• Dataset entries:

◇ ◇ ◇ ◇

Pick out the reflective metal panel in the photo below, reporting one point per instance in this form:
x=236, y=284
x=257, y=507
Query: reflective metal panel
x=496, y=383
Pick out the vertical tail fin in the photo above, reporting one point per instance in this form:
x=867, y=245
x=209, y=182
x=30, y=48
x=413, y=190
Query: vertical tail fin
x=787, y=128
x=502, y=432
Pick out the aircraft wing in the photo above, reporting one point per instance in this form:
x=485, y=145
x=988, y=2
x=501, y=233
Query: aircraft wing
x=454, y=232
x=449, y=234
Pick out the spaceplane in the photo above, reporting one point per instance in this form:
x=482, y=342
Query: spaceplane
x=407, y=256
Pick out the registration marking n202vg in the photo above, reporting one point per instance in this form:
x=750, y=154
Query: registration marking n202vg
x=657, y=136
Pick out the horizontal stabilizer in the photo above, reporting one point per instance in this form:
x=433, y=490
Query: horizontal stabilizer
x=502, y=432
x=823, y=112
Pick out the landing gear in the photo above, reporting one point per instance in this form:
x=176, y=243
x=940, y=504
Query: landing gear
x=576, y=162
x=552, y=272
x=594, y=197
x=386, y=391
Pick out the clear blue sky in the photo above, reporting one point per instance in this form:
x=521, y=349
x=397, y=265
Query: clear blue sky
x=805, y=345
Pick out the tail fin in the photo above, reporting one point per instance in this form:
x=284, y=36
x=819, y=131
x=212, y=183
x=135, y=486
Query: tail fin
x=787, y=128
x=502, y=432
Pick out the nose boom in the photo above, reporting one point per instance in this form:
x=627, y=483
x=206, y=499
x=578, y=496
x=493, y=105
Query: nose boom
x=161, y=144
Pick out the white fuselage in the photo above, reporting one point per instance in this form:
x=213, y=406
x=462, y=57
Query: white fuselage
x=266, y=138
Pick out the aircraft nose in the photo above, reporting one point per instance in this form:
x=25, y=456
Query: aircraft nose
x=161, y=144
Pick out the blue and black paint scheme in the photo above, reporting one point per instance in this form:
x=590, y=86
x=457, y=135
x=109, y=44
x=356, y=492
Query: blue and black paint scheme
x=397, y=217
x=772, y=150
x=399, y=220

◇ ◇ ◇ ◇

• Aim: Please rewrite the entries from the line containing "Pick out the horizontal" through the line containing "x=805, y=345", keeping the requests and their format samples unchanged. Scale each answer point's x and y coordinates by 1.5 and round to whole numbers, with halves rounded up.

• Output for this task:
Pick out the horizontal stabilizer in the photo above, reporting one point per instance in this form:
x=433, y=490
Query: horizontal stabilizer
x=753, y=648
x=1235, y=168
Pick out the landing gear in the photo above, reporting one point per instance in this form:
x=176, y=243
x=940, y=504
Query: landing gear
x=864, y=243
x=828, y=408
x=891, y=296
x=579, y=587
Pick out the clear blue sky in the photo above, reporting one point per instance in this form:
x=521, y=349
x=397, y=265
Query: clear blue sky
x=1208, y=518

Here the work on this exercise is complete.